> [Problems to solve]
**A)** In the article on fevers in cats, what temperature range is given as normal for a cat?
**B)** Summarize the article on fevers in cats in two sentences.
**C)** Proceed with the article on fevers in cats from where it stops.

Although cats are notorious for hiding symptoms of illness or injury, watchful pet parents are usually able to tell when something is slightly off with their furry friend. Perhaps your kitty hasn’t emptied their food bowl like they usually do, or maybe they’re acting more withdrawn than usual. When these small changes occur in rapid succession, it’s normal for you to be a little worried.
Unfortunately, even when you notice that something is wrong, it’s unlikely that you’ll be able to get to the bottom of it on your own. Many health problems in cats cause similar symptoms, so what you think might be one issue might actually be another. This is often the case with feline fevers.
A fever, also known as pyrexia, in cats can be quite dangerous, particularly because it’s not commonly caught by pet parents at home. Most cat owners don’t think to break out the rectal thermometer as soon as their cat starts acting strangely, meaning the fever could go unnoticed until the furry friend is brought into the vet.
By understanding more about fevers in cats and how to spot them, you might be able to identify it earlier in your cat and get them the help they need.
The basics of feline fevers
A cat’s normal temperature typically falls between 99.5 and 102.5 degrees Fahrenheit (37.5 and 39.1 degrees Celsius). When the temperature rises above this point, usually ranging from 102.6 to 104 degrees F (39.2 to 40 degrees C), your cat is experiencing a fever. It’s possible for fevers to climb even higher. A fever over 104 degrees F could put your cat at risk for severe health problems, including internal damage.

(Dataset items)
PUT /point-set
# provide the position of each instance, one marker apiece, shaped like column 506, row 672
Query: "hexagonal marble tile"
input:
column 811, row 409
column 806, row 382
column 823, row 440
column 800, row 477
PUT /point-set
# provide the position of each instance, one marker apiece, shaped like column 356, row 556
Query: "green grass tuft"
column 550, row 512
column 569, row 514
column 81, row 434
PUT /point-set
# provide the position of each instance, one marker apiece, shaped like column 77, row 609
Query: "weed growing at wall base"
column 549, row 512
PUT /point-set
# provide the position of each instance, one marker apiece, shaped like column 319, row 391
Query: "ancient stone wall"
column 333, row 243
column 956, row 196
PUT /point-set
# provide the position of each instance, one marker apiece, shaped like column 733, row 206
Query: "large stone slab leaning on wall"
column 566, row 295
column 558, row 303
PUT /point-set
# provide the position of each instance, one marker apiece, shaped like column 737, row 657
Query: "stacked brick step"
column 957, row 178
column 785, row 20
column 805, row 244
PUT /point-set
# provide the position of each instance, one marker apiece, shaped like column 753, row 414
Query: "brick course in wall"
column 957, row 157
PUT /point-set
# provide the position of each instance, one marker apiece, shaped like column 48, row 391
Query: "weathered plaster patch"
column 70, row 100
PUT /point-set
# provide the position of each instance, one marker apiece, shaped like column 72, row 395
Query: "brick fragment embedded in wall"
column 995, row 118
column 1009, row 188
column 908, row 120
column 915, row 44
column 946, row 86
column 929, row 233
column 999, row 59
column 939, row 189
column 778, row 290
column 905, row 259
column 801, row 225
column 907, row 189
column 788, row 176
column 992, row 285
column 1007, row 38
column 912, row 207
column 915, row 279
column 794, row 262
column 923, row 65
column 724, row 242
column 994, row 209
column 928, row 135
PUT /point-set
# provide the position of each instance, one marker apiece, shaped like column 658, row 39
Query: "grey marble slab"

> [Task-by-task outputs]
**A)** Between 99.5 and 102.5 degrees Fahrenheit (37.5 and 39.1 degrees Celsius).

**B)** Cats tend to hide illness, and a fever can be dangerous because owners seldom catch it at home, so it may go unnoticed until a vet visit. A cat's normal temperature is 99.5 to 102.5 degrees F, a reading above that means a fever, and a fever over 104 degrees F could lead to severe health problems, including internal damage.

**C)**
Like in humans, a cat’s fever is a natural response from their body to fight an infection or another pathogen. Unfortunately, fevers that persist for too long can be quite dangerous.
Fevers can be caused by a wide range of things. Bacterial or viral infections, diseases, problems with the organs, toxins and cancer may all lead to an elevated temperature in cats. In some cases, the cause of the fever is unknown. Unfortunately, all of these underlying problems can present a fever and other similar symptoms, making diagnosing the problem based on fever alone impossible. Other tests, including blood work, X-rays and urinalysis, are usually necessary to determine the underlying cause and find a treatment solution.
Look out for behavioral changes
When a cat is experiencing a fever, they may begin to exhibit certain behavioral changes and physical symptoms that clue you into a health problem. Unfortunately, unless your first thought is to take your cat’s temperature at home, you may believe the problem is related to something else or opt to wait it out for a day or two. This can put your cat at significant risk. If their fever is high enough, allowing the fever to persist without treatment could lead to internal damage.
This is why looking for signs of a fever is so important.
- Loss of appetite: One of the most common signs of illness in cats is inappetence. When your kitty doesn’t feel good, they’re less likely to want to eat. If inappetence persists longer than a day, you’ll know something is wrong, and it could be a fever.
- Lethargy: Sick cats tend to lay around and be uninterested in playing or moving at all. This may be related to muscular weakness that is common with a fever.
- Hiding or acting more withdrawn: If your cat is normally social and loves to hang around people but suddenly becomes withdrawn with no obvious sign of stress, they might be feeling ill.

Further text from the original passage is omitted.